**Required action 1:** In the passage on SEN Support, who is responsible for working with the child on a daily basis?
**Required action 2:** Write out the passage on SEN Support from "Your child’s teacher" to "the provision required.".
**Required action 3:** Write what comes next in the passage on SEN Support, picking up after its final sentence.

What happens on SEN Support?

You will be asked to come into school to talk about your child and the teacher will explain why he or she thinks your child requires additional support. This support forms part of a ‘Graduated Approach’. The Graduated Approach is for all pupils who may require some additional support and is part of ‘Quality First’ teaching

Your teacher will have assessed your child then, with the help of the Special Needs Coordinator (SENCO) and working closely with external experts when needed (such as an Educational Psychologist (EP) or Speech and Language Therapist (SaLT), will plan your child’s support. The teacher will then do what has been agreed and review how well your child got on with this support. You should be fully involved too.

A range of evidence-based and effective teaching approaches, appropriate equipment, strategies and interventions should be considered in order to support your child’s progress.

Your child’s teacher (or subject teacher) is the person responsible for working with your child on a daily basis. He or she remains responsible for your child’s learning, even if your child is receiving support outside of the classroom. All teachers and support staff should be made aware of your child’s needs, the outcomes sought and the provision required.

**Data:**
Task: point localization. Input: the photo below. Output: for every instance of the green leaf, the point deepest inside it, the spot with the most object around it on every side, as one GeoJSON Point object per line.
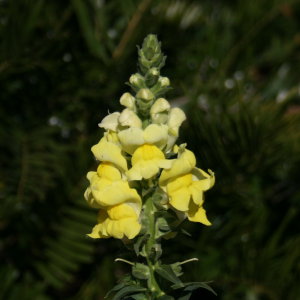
{"type": "Point", "coordinates": [140, 271]}
{"type": "Point", "coordinates": [139, 242]}
{"type": "Point", "coordinates": [192, 286]}
{"type": "Point", "coordinates": [168, 273]}
{"type": "Point", "coordinates": [115, 288]}
{"type": "Point", "coordinates": [127, 291]}
{"type": "Point", "coordinates": [139, 296]}
{"type": "Point", "coordinates": [186, 296]}
{"type": "Point", "coordinates": [165, 297]}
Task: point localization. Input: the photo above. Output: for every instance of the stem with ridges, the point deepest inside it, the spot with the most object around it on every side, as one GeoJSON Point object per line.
{"type": "Point", "coordinates": [152, 283]}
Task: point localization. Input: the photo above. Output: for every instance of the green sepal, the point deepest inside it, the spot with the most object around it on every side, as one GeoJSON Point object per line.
{"type": "Point", "coordinates": [150, 54]}
{"type": "Point", "coordinates": [167, 272]}
{"type": "Point", "coordinates": [140, 271]}
{"type": "Point", "coordinates": [189, 287]}
{"type": "Point", "coordinates": [151, 77]}
{"type": "Point", "coordinates": [159, 90]}
{"type": "Point", "coordinates": [177, 269]}
{"type": "Point", "coordinates": [139, 244]}
{"type": "Point", "coordinates": [139, 296]}
{"type": "Point", "coordinates": [128, 290]}
{"type": "Point", "coordinates": [165, 297]}
{"type": "Point", "coordinates": [126, 281]}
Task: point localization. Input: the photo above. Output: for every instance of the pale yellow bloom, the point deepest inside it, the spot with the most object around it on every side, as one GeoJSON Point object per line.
{"type": "Point", "coordinates": [107, 188]}
{"type": "Point", "coordinates": [185, 184]}
{"type": "Point", "coordinates": [128, 100]}
{"type": "Point", "coordinates": [197, 214]}
{"type": "Point", "coordinates": [130, 119]}
{"type": "Point", "coordinates": [160, 111]}
{"type": "Point", "coordinates": [145, 94]}
{"type": "Point", "coordinates": [146, 162]}
{"type": "Point", "coordinates": [154, 134]}
{"type": "Point", "coordinates": [109, 151]}
{"type": "Point", "coordinates": [176, 117]}
{"type": "Point", "coordinates": [117, 221]}
{"type": "Point", "coordinates": [184, 164]}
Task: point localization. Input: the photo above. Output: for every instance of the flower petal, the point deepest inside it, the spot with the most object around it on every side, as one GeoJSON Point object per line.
{"type": "Point", "coordinates": [108, 151]}
{"type": "Point", "coordinates": [156, 135]}
{"type": "Point", "coordinates": [198, 215]}
{"type": "Point", "coordinates": [180, 199]}
{"type": "Point", "coordinates": [182, 165]}
{"type": "Point", "coordinates": [131, 138]}
{"type": "Point", "coordinates": [110, 122]}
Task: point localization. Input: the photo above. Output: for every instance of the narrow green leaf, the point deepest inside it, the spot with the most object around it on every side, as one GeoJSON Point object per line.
{"type": "Point", "coordinates": [167, 273]}
{"type": "Point", "coordinates": [140, 271]}
{"type": "Point", "coordinates": [127, 291]}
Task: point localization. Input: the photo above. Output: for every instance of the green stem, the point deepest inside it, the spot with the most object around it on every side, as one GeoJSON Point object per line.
{"type": "Point", "coordinates": [152, 283]}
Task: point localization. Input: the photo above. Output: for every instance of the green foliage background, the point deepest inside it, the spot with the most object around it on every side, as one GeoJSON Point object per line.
{"type": "Point", "coordinates": [234, 67]}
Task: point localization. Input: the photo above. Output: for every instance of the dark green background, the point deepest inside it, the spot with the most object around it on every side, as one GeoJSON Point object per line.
{"type": "Point", "coordinates": [234, 68]}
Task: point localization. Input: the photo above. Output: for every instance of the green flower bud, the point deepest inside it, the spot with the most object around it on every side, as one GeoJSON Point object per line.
{"type": "Point", "coordinates": [128, 100]}
{"type": "Point", "coordinates": [150, 55]}
{"type": "Point", "coordinates": [164, 81]}
{"type": "Point", "coordinates": [137, 81]}
{"type": "Point", "coordinates": [145, 95]}
{"type": "Point", "coordinates": [152, 76]}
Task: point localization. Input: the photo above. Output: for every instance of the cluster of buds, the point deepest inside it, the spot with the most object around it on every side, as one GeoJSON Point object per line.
{"type": "Point", "coordinates": [135, 147]}
{"type": "Point", "coordinates": [146, 184]}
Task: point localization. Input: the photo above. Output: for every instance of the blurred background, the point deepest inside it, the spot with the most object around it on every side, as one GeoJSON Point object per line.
{"type": "Point", "coordinates": [234, 67]}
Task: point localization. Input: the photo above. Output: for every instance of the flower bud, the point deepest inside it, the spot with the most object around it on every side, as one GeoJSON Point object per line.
{"type": "Point", "coordinates": [129, 118]}
{"type": "Point", "coordinates": [128, 100]}
{"type": "Point", "coordinates": [160, 105]}
{"type": "Point", "coordinates": [176, 117]}
{"type": "Point", "coordinates": [110, 122]}
{"type": "Point", "coordinates": [151, 76]}
{"type": "Point", "coordinates": [137, 81]}
{"type": "Point", "coordinates": [145, 94]}
{"type": "Point", "coordinates": [164, 81]}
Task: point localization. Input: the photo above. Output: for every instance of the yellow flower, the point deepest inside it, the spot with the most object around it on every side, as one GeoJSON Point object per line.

**Response 1:** The child's teacher (or subject teacher).

**Response 2:**
Your child’s teacher (or subject teacher) is the person responsible for working with your child on a daily basis. He or she remains responsible for your child’s learning, even if your child is receiving support outside of the classroom. All teachers and support staff should be made aware of your child’s needs, the outcomes sought and the provision required.

**Response 3:**
The SEND Code of Practice (SENDCoP) does not say often reviews should take place, but schools must meet parents three times a year, so it would be good practice to review the SEN Support plan at least termly. Information about how well the extra support has worked helps to inform the next ‘cycle’ of support.

You should receive a copy of the SEN Support record.

Children might not need to stay on SEN Support if the extra provision has helped them with their difficulty. Other children might stay on SEN Support for longer, going through more ‘cycles’ of support. For a few children, SEN Support might not be enough to meet their needs, or the school might not be able to continue to give the higher level of support long-term. At this point, the school should request that the local authority (LA) conducts a Needs Assessment for an Education, Health and Care Plan (EHCP). You can also ask for a Needs Assessment yourself.